- Excerpts of location labeling data
# # # # # # #

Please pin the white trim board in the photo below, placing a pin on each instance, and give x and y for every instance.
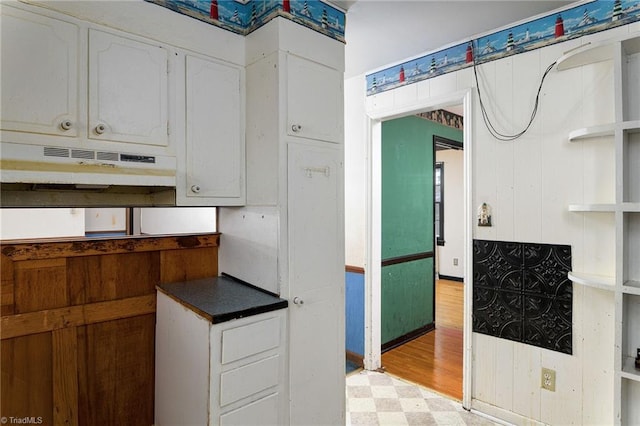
(372, 359)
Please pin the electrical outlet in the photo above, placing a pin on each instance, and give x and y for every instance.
(548, 379)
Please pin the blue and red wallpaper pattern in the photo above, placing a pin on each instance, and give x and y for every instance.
(597, 15)
(245, 16)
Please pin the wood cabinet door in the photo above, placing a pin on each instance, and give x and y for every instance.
(315, 100)
(316, 283)
(214, 133)
(128, 90)
(39, 74)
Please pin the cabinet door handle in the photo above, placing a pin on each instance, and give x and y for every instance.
(100, 129)
(66, 125)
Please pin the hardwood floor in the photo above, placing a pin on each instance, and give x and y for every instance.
(434, 360)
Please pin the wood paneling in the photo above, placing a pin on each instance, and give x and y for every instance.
(65, 384)
(40, 284)
(111, 374)
(78, 324)
(27, 377)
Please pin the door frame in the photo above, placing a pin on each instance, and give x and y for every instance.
(373, 231)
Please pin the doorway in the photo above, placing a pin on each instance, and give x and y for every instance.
(373, 277)
(434, 360)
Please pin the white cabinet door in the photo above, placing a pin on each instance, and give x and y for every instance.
(127, 90)
(314, 100)
(316, 277)
(39, 74)
(215, 148)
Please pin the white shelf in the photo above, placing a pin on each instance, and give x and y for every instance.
(607, 208)
(630, 207)
(592, 132)
(631, 287)
(629, 370)
(631, 126)
(631, 44)
(597, 52)
(590, 280)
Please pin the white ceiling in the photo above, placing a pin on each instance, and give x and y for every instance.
(382, 32)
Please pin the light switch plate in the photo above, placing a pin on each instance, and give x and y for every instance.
(548, 379)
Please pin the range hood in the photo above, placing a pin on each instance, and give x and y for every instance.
(36, 175)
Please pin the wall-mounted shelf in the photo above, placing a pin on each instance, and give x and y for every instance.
(631, 287)
(592, 132)
(629, 370)
(624, 53)
(606, 208)
(631, 126)
(590, 280)
(591, 53)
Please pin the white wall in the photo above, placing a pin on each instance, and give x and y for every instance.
(41, 223)
(105, 219)
(529, 184)
(177, 220)
(355, 171)
(453, 214)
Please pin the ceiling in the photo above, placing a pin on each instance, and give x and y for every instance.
(382, 32)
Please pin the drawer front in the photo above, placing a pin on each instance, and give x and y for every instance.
(249, 380)
(251, 339)
(262, 412)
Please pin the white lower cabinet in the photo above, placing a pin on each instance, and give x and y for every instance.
(231, 373)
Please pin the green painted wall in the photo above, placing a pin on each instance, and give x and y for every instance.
(407, 222)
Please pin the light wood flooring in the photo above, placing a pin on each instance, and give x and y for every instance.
(434, 360)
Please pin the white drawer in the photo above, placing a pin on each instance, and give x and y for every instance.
(262, 412)
(249, 379)
(251, 339)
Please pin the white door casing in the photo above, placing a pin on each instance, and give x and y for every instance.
(372, 359)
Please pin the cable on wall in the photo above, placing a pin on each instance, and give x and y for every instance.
(496, 134)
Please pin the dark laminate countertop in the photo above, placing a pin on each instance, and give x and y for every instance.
(222, 298)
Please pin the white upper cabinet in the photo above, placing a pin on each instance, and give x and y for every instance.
(127, 90)
(39, 74)
(214, 138)
(314, 100)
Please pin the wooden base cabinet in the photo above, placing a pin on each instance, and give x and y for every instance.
(78, 324)
(232, 373)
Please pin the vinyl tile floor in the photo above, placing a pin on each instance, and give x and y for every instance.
(375, 398)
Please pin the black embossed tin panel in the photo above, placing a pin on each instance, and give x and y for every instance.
(521, 292)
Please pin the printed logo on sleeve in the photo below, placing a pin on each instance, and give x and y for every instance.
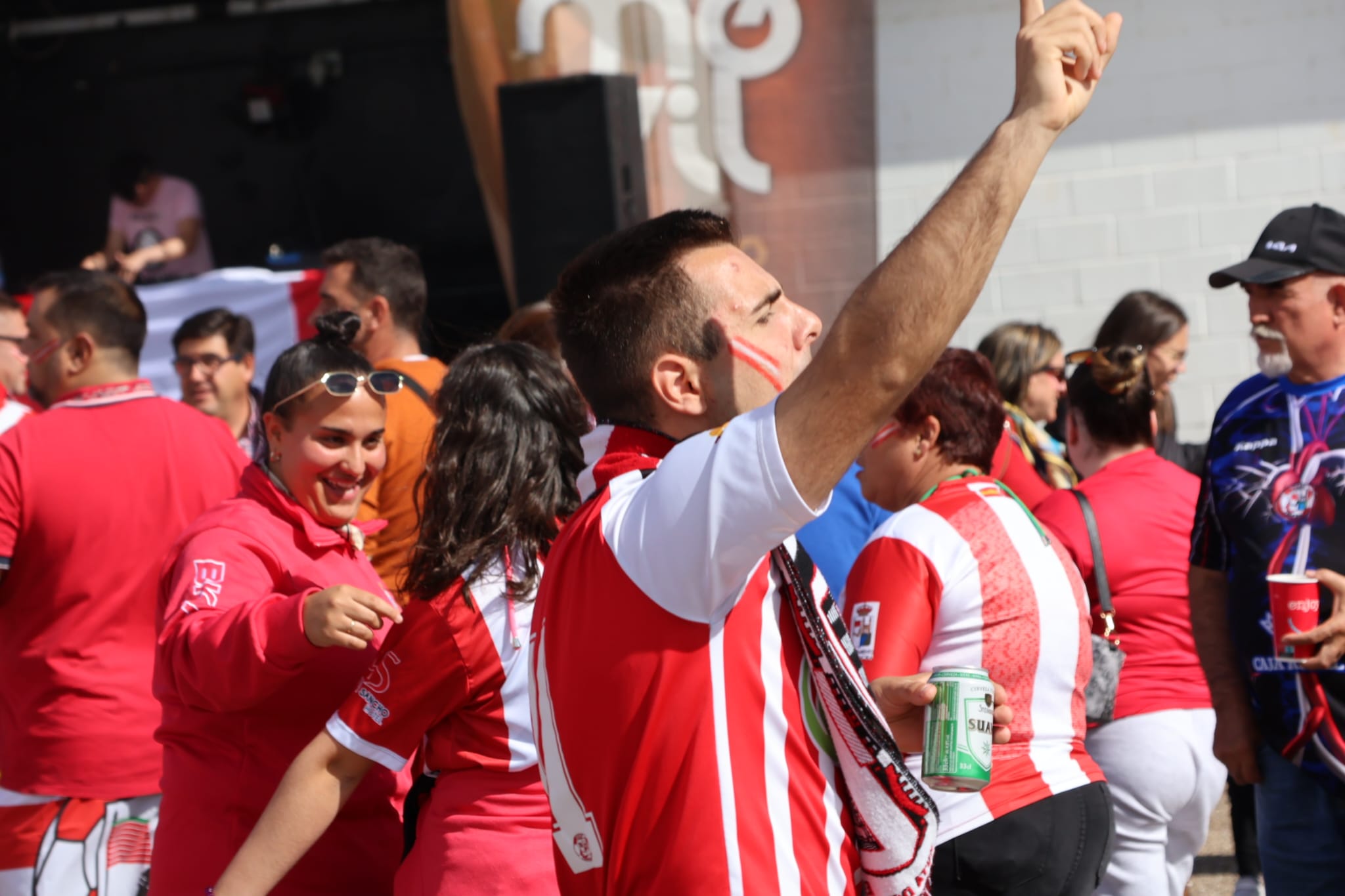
(862, 628)
(374, 708)
(377, 680)
(208, 584)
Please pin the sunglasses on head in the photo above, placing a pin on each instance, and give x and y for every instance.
(343, 385)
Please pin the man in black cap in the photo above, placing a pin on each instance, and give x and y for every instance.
(1274, 476)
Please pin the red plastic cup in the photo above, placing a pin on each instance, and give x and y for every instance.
(1294, 608)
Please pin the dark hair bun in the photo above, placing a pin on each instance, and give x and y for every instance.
(1116, 370)
(338, 328)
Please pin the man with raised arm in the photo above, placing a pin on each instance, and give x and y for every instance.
(698, 710)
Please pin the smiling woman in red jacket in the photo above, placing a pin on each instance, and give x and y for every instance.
(452, 679)
(271, 614)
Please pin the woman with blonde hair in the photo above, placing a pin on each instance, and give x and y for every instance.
(1030, 372)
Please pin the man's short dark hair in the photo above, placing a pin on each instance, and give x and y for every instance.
(626, 300)
(99, 304)
(387, 269)
(128, 171)
(218, 322)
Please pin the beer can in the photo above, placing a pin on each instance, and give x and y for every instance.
(959, 730)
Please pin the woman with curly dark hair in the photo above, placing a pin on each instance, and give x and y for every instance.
(452, 679)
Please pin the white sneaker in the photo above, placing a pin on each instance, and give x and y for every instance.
(1250, 887)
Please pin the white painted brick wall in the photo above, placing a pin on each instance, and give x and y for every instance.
(1196, 139)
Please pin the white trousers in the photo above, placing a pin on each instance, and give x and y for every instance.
(1165, 784)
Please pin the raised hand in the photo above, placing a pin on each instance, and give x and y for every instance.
(346, 617)
(1061, 54)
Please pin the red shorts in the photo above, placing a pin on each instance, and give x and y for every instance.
(70, 847)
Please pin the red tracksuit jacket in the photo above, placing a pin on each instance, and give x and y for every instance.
(244, 691)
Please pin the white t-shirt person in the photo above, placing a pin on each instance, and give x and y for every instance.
(173, 202)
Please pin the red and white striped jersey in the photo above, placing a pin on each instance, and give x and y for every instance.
(967, 578)
(678, 736)
(451, 676)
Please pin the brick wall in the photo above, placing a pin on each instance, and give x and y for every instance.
(1215, 116)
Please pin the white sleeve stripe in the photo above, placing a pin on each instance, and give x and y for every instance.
(346, 736)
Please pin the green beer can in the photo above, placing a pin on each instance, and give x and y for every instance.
(959, 730)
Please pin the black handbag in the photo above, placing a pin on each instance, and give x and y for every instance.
(1101, 695)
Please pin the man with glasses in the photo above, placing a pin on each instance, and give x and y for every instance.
(14, 363)
(214, 358)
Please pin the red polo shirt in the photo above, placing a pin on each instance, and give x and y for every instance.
(92, 495)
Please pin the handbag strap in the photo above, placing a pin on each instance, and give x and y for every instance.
(1109, 612)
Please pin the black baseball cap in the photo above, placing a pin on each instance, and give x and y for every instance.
(1296, 242)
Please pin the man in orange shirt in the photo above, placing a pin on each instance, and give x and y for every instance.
(382, 282)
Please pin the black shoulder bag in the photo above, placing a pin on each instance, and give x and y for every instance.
(1101, 695)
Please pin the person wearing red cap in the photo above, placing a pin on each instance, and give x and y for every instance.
(1274, 476)
(93, 492)
(271, 614)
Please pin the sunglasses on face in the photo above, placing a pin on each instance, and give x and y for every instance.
(345, 385)
(209, 364)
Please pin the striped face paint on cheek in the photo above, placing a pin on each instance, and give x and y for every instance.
(759, 360)
(884, 435)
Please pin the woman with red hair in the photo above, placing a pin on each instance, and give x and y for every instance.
(962, 575)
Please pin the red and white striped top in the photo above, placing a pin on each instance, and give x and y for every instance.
(967, 578)
(677, 730)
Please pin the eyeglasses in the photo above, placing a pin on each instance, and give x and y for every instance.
(345, 385)
(1059, 372)
(210, 364)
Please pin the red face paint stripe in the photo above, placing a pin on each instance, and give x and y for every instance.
(758, 360)
(884, 435)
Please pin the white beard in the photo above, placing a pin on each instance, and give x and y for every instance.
(1274, 364)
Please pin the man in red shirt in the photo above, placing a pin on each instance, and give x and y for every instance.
(92, 495)
(697, 699)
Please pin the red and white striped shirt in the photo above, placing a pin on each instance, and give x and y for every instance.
(452, 681)
(967, 578)
(677, 730)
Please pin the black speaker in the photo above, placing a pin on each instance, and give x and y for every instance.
(573, 168)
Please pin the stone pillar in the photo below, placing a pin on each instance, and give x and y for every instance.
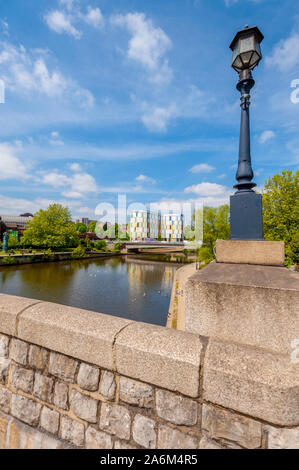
(247, 306)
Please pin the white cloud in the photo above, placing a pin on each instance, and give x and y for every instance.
(208, 190)
(76, 167)
(285, 54)
(145, 179)
(24, 71)
(55, 179)
(266, 135)
(11, 166)
(94, 17)
(67, 3)
(59, 22)
(158, 119)
(229, 3)
(62, 21)
(148, 45)
(16, 206)
(202, 168)
(78, 185)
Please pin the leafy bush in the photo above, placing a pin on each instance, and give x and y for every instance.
(281, 212)
(79, 252)
(13, 242)
(8, 260)
(100, 245)
(51, 228)
(49, 255)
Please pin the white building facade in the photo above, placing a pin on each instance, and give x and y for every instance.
(151, 225)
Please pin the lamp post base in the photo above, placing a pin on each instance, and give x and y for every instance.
(246, 216)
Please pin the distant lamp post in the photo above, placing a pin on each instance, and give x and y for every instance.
(246, 212)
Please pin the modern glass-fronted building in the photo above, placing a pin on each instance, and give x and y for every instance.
(146, 224)
(172, 229)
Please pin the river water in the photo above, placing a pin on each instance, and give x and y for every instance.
(125, 287)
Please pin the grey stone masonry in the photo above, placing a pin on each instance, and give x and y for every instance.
(169, 438)
(84, 407)
(144, 432)
(72, 431)
(136, 393)
(63, 367)
(5, 397)
(108, 385)
(19, 351)
(97, 439)
(38, 357)
(176, 409)
(25, 410)
(76, 379)
(22, 379)
(43, 387)
(206, 443)
(49, 420)
(4, 342)
(4, 368)
(61, 395)
(88, 377)
(222, 424)
(282, 438)
(115, 420)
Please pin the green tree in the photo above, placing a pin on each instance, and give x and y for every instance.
(51, 228)
(100, 245)
(81, 228)
(92, 226)
(215, 226)
(281, 212)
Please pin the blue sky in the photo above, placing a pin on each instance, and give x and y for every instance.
(138, 97)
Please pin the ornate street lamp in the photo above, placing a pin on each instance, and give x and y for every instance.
(246, 213)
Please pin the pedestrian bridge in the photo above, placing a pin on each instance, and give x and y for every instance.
(154, 247)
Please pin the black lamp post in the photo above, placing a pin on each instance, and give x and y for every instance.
(246, 212)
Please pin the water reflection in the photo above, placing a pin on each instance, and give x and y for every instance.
(125, 287)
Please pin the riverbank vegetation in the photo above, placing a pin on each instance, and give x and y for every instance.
(280, 217)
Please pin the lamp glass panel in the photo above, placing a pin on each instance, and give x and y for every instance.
(246, 56)
(246, 44)
(235, 51)
(238, 63)
(257, 47)
(254, 59)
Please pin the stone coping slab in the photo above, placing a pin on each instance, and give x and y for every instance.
(152, 353)
(252, 381)
(10, 308)
(267, 253)
(161, 356)
(271, 277)
(79, 333)
(254, 305)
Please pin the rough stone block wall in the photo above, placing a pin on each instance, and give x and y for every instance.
(148, 387)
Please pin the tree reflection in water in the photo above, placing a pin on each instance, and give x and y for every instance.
(122, 286)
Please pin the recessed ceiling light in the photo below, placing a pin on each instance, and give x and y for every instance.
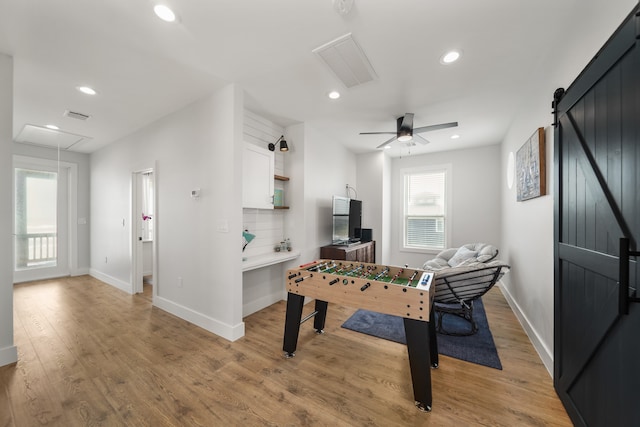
(86, 90)
(449, 57)
(164, 13)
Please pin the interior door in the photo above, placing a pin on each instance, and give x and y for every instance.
(597, 212)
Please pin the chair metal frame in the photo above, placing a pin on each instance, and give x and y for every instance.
(456, 292)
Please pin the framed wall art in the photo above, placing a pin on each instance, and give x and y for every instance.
(530, 168)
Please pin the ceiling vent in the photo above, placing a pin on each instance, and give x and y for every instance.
(37, 135)
(76, 115)
(347, 60)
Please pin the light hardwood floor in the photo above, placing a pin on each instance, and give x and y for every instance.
(92, 355)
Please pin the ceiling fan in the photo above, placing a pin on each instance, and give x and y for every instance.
(405, 130)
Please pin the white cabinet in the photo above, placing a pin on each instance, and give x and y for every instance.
(257, 176)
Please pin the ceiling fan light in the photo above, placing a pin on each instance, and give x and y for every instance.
(450, 57)
(86, 90)
(164, 13)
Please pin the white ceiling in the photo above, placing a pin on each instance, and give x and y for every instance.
(144, 68)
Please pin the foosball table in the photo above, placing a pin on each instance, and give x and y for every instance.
(398, 291)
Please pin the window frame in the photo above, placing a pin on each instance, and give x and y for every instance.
(448, 211)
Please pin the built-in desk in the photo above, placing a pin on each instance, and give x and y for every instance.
(259, 261)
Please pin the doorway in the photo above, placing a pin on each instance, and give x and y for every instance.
(597, 233)
(144, 276)
(43, 194)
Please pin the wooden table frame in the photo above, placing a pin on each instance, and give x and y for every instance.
(422, 346)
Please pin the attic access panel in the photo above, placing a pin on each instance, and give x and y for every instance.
(38, 135)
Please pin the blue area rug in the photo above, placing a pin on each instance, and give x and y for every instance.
(478, 348)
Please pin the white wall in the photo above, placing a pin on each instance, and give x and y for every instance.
(371, 174)
(475, 215)
(82, 252)
(199, 264)
(527, 229)
(8, 352)
(326, 167)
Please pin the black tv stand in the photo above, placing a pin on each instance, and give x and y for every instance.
(363, 252)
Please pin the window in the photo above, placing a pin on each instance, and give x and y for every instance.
(36, 229)
(426, 198)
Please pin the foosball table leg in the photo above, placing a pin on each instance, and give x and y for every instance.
(320, 317)
(295, 304)
(419, 346)
(433, 340)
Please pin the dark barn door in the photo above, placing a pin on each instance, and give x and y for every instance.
(597, 207)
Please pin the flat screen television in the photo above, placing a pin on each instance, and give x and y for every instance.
(347, 220)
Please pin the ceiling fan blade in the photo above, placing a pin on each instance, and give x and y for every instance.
(407, 123)
(435, 127)
(420, 139)
(389, 141)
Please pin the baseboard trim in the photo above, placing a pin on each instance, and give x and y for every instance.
(80, 271)
(8, 355)
(259, 304)
(543, 351)
(228, 332)
(117, 283)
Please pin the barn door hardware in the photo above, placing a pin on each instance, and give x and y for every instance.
(623, 278)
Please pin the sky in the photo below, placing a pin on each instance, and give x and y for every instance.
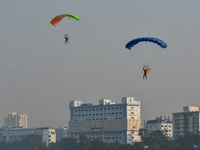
(40, 75)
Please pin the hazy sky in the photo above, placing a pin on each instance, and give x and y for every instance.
(40, 75)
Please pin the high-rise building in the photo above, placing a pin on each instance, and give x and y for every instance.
(15, 120)
(47, 134)
(186, 122)
(160, 123)
(107, 121)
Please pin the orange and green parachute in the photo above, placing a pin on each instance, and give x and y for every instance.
(58, 18)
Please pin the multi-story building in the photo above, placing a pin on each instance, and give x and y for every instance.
(15, 120)
(186, 122)
(107, 121)
(61, 133)
(160, 123)
(48, 135)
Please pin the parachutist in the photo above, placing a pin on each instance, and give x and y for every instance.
(66, 38)
(146, 70)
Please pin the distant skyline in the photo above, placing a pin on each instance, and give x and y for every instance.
(40, 75)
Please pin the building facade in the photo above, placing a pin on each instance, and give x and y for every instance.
(15, 120)
(107, 121)
(61, 133)
(160, 123)
(48, 135)
(186, 122)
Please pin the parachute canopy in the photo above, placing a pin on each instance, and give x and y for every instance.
(58, 18)
(146, 39)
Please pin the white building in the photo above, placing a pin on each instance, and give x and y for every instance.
(107, 121)
(48, 135)
(61, 133)
(186, 122)
(160, 123)
(15, 120)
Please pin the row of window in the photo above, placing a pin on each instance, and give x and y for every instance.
(98, 109)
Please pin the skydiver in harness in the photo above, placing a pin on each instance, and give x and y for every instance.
(146, 70)
(66, 38)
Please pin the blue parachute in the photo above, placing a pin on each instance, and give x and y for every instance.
(146, 39)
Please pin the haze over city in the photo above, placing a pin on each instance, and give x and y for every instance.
(40, 75)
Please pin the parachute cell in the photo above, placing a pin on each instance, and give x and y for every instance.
(157, 41)
(58, 18)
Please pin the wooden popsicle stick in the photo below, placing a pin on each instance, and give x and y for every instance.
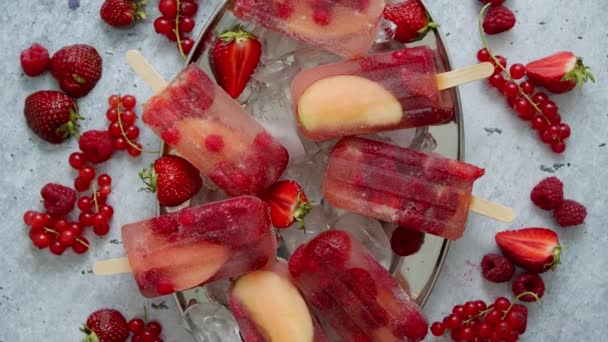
(465, 75)
(490, 209)
(145, 70)
(112, 266)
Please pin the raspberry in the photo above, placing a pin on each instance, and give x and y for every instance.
(34, 60)
(548, 194)
(59, 200)
(96, 145)
(496, 268)
(499, 19)
(528, 282)
(406, 241)
(570, 213)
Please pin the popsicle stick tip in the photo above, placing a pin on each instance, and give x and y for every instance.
(493, 210)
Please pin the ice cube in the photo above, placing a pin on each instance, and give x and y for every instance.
(370, 233)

# # # # # # #

Starting at the line that contains "Please pin the skydiver", retype each line through the final one in the listing, with both ends kept and the pictures omitted.

Please pin the skydiver in harness in the photo above, placing a pin on each instance, and give x and y for every instance.
(146, 70)
(66, 38)
Please pin the blue parachute in the photo above, placing a pin on each instance, and give x and y for every instance.
(146, 39)
Please pin the haze over city in the photo above, placing a pin on each instance, and give x and y for every instance.
(40, 75)
Please pin the parachute cell in the photo above, placing a pin on each instance, and give x and y for every instance.
(157, 41)
(58, 18)
Please pin the wooden popsicle stick in the photo below, placing a pin on each instance, and give x and y for every instance.
(465, 75)
(490, 209)
(145, 70)
(112, 266)
Please pin the raspberry in the photo above, placing a pin on each instance, and give x and y for every instance.
(34, 60)
(548, 194)
(59, 200)
(96, 145)
(496, 268)
(499, 19)
(528, 282)
(406, 241)
(570, 213)
Please pin the popsicle stick tip in the photo above, placing a pin on each instance, and give x and y for every instance.
(493, 210)
Please pin the ice cube in the photo above, placing a pin on each instance, and give x and y for every instance.
(370, 233)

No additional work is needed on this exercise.